_What you have to do_
Repeat exactly the lines of the entries below from the one with "In this picture, where can the purple" through the one with "In this picture, where can the stainless steel refrigerator", both ends included, and nothing else.

_Records to process_

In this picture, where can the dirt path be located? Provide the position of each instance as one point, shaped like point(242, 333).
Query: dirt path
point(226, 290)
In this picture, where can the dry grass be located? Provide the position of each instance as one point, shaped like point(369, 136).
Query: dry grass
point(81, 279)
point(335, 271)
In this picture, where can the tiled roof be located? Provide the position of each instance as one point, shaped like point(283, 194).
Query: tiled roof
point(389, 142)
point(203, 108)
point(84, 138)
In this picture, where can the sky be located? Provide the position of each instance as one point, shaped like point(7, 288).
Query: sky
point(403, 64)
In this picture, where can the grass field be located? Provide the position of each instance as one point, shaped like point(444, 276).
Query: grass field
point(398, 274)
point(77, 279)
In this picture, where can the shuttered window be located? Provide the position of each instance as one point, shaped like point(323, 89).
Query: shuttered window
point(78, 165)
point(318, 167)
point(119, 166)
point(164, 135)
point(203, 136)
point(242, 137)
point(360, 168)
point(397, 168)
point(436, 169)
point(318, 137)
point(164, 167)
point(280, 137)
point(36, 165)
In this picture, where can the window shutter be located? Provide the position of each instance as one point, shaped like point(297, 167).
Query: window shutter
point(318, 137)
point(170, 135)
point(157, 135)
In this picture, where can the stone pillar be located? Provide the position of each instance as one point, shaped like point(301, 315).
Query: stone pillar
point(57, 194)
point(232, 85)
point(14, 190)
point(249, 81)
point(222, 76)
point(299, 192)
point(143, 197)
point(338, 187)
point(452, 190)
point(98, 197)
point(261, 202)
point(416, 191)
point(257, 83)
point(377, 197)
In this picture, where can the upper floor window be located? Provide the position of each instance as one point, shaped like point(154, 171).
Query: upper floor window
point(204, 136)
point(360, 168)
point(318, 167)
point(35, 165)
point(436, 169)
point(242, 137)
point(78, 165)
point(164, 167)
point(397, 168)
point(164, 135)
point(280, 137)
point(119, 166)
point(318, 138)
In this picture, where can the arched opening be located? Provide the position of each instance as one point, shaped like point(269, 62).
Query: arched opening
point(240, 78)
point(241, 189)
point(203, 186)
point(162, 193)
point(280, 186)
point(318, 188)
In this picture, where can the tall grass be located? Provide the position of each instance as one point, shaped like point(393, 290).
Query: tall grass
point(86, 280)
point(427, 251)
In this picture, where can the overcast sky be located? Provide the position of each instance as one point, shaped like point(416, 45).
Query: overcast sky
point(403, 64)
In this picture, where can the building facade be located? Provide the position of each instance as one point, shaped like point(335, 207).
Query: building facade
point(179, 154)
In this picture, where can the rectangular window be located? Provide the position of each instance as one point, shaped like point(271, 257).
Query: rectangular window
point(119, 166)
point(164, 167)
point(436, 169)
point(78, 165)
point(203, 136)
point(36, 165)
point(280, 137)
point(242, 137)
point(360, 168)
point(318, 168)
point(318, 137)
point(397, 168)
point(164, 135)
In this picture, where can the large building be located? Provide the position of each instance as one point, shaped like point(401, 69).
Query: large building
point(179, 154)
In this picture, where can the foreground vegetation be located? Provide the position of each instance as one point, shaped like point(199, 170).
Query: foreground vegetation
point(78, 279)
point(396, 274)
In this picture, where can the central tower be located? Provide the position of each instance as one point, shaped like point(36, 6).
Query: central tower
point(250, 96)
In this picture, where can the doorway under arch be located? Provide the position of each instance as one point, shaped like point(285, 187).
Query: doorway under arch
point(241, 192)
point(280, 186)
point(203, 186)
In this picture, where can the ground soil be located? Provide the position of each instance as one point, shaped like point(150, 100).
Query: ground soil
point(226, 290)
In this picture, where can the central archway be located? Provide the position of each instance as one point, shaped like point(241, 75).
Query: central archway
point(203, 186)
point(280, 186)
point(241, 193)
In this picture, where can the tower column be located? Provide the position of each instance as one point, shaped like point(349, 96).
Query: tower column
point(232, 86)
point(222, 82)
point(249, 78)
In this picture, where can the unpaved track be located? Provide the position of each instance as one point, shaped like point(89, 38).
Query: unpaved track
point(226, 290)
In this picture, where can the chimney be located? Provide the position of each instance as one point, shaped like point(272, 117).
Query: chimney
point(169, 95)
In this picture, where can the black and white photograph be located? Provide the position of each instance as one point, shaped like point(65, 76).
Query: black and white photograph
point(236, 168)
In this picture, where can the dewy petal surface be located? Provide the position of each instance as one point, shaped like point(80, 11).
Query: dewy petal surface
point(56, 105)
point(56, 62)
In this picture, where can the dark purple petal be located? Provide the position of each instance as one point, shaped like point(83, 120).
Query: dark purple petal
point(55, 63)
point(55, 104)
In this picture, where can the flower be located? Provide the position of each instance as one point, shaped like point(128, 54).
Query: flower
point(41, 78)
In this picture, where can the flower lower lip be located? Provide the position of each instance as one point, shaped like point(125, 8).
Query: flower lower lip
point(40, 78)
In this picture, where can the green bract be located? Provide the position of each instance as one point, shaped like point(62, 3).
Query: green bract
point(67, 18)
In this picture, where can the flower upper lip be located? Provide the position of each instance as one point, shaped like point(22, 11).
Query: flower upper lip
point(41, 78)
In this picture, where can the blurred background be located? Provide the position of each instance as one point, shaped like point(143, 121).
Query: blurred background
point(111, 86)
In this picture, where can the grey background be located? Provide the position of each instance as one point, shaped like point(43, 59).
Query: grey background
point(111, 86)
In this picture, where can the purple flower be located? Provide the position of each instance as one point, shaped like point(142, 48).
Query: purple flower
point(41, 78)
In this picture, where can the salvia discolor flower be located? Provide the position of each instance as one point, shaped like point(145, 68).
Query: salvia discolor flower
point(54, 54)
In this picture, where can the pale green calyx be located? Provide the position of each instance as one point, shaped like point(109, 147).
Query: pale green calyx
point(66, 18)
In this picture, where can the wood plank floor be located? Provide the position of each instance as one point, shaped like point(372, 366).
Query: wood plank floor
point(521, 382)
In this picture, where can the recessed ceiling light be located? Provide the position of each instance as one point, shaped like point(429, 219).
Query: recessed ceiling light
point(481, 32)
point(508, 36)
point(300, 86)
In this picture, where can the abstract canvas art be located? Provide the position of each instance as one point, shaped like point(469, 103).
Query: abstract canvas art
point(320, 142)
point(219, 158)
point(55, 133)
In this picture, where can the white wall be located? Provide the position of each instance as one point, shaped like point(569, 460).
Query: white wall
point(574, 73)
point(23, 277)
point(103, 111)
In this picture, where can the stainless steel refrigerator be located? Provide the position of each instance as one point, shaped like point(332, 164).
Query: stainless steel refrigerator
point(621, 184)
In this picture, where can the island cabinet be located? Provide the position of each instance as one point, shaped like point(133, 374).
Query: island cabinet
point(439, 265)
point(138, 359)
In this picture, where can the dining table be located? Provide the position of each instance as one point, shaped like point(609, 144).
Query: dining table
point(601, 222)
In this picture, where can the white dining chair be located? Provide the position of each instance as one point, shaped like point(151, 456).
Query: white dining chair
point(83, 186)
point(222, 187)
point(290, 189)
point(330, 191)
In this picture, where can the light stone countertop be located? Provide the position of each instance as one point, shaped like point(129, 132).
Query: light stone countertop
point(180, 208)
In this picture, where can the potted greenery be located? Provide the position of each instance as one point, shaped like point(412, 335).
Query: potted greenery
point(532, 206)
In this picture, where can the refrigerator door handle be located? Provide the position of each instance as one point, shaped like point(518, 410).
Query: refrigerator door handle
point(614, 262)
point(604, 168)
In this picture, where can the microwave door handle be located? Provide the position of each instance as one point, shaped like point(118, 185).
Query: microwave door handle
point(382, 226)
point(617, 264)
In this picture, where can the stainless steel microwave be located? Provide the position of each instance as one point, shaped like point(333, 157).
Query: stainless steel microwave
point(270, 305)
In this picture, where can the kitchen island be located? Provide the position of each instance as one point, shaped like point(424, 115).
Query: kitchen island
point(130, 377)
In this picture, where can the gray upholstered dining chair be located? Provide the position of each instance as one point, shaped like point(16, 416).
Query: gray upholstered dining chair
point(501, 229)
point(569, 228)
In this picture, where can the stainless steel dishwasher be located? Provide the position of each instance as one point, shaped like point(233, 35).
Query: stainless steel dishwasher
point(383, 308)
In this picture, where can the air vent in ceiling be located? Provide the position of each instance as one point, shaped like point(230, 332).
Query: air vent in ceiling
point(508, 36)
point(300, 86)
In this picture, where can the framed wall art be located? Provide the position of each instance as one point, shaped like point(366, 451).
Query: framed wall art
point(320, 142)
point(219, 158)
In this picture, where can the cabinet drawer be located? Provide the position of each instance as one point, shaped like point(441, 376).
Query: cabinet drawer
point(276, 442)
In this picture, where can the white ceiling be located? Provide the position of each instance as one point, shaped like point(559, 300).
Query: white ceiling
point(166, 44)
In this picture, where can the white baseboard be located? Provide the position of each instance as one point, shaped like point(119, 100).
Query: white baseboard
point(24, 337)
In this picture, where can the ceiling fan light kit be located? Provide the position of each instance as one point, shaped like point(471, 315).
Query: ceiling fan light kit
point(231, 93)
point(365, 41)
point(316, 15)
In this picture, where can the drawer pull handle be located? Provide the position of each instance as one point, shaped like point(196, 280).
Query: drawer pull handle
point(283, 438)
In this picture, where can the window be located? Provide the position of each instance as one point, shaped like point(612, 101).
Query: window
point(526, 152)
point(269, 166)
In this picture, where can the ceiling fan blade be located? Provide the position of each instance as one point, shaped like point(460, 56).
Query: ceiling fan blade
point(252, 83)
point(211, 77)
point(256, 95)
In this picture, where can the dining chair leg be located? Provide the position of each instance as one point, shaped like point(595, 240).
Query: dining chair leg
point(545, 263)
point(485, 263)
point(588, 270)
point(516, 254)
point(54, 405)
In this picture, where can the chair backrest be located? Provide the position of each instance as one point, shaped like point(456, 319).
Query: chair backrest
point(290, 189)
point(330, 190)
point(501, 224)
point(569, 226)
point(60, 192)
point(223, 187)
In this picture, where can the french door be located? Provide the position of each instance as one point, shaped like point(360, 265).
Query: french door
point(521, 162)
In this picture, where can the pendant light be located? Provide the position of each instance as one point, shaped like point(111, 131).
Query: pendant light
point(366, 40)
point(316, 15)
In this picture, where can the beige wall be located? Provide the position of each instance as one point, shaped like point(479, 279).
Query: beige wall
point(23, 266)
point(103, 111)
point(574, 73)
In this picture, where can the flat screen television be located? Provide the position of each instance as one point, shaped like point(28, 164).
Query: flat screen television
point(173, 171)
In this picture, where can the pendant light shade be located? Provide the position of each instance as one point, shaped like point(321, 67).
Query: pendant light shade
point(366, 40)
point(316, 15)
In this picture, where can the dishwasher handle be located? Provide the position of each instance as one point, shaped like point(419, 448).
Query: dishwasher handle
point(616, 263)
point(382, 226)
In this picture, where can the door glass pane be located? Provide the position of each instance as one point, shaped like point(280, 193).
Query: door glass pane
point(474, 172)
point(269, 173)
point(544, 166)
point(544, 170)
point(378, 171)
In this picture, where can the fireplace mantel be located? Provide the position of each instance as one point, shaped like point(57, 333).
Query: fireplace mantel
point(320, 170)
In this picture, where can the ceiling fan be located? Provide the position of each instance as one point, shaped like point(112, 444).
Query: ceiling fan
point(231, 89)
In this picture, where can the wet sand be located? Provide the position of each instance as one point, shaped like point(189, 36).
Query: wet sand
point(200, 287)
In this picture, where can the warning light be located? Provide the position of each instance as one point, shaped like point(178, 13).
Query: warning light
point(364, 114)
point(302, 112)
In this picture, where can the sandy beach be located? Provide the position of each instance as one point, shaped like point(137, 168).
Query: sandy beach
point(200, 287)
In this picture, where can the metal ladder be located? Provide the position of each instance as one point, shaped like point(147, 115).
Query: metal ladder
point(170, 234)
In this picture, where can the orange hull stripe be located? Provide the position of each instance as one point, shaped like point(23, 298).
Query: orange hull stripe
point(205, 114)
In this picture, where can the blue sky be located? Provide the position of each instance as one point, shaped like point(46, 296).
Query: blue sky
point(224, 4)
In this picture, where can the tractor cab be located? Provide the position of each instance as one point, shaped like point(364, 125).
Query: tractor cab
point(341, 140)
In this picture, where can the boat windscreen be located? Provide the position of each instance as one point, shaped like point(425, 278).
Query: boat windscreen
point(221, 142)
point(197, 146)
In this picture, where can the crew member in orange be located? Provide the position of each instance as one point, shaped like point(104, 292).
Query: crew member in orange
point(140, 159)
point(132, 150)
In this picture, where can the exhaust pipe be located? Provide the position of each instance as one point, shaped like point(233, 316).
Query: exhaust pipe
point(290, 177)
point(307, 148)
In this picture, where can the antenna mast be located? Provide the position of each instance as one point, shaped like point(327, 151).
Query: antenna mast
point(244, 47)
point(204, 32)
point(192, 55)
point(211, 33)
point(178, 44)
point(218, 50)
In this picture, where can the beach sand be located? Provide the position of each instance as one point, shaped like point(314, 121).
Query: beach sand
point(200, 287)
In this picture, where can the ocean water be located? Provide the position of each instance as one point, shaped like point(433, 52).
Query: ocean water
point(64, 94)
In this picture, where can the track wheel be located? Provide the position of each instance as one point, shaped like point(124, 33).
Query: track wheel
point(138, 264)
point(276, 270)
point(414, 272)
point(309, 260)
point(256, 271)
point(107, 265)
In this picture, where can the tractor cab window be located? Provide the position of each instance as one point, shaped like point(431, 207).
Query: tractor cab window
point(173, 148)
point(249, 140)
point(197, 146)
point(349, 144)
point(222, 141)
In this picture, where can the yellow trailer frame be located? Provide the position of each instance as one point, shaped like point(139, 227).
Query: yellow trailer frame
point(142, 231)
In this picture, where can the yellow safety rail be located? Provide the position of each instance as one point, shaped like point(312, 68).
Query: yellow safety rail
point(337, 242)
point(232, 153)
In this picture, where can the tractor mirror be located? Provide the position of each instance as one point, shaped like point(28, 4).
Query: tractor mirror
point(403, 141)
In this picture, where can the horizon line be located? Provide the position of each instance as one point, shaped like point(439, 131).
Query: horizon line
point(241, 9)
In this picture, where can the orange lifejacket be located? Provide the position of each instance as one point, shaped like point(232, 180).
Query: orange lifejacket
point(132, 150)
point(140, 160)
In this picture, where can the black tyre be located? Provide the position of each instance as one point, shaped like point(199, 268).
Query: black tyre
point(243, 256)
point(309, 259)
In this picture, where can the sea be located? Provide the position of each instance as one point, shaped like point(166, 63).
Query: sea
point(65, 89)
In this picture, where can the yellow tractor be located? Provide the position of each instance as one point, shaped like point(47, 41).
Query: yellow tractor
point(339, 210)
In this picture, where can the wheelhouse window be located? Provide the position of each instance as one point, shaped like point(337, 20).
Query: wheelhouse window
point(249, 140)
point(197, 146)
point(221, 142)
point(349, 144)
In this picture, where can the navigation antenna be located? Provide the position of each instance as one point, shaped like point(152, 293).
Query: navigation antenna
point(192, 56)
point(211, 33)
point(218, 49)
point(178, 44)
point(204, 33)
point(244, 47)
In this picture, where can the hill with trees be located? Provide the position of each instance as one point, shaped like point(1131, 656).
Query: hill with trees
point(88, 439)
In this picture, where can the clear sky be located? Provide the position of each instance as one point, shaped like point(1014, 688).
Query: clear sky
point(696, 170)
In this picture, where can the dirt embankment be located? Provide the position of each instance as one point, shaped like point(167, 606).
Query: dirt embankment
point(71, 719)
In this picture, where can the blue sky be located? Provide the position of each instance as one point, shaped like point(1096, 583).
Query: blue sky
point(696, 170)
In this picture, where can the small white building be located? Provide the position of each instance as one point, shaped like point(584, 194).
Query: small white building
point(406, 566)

_Your response_
In this picture, where can the purple flower be located? Provide the position of each instance as one point, shaped like point(142, 48).
Query: purple flower
point(41, 78)
In this picture, where can the salvia discolor flower be located? Provide the position of each instance as one point, shaped like point(145, 68).
Query: salvia discolor flower
point(54, 54)
In this picture, where can the pale green calyx be located? Provide the position of each instance as one point, shaped like point(109, 147).
Query: pale green calyx
point(66, 18)
In this picture, where can the wood plank floor be located? Provide the position of each instance as one point, shaped like point(372, 366).
Query: wood plank floor
point(521, 382)
In this picture, where can the recessed ceiling light be located? Provide the position of each instance as one point, shaped like point(429, 219).
Query: recessed ceiling light
point(481, 32)
point(508, 36)
point(300, 86)
In this picture, where can the abstract canvas art be located? Provide the position of each instance as one point, shaped like point(469, 103).
Query: abstract canvas art
point(320, 142)
point(219, 158)
point(55, 133)
In this picture, where can the white wall be located? Provide the position of each instance as one point, shaped like point(569, 460).
Query: white wall
point(574, 73)
point(23, 277)
point(103, 111)
In this picture, where can the stainless steel refrigerator be located? Provide the position of each instance as one point, shaped like point(332, 164).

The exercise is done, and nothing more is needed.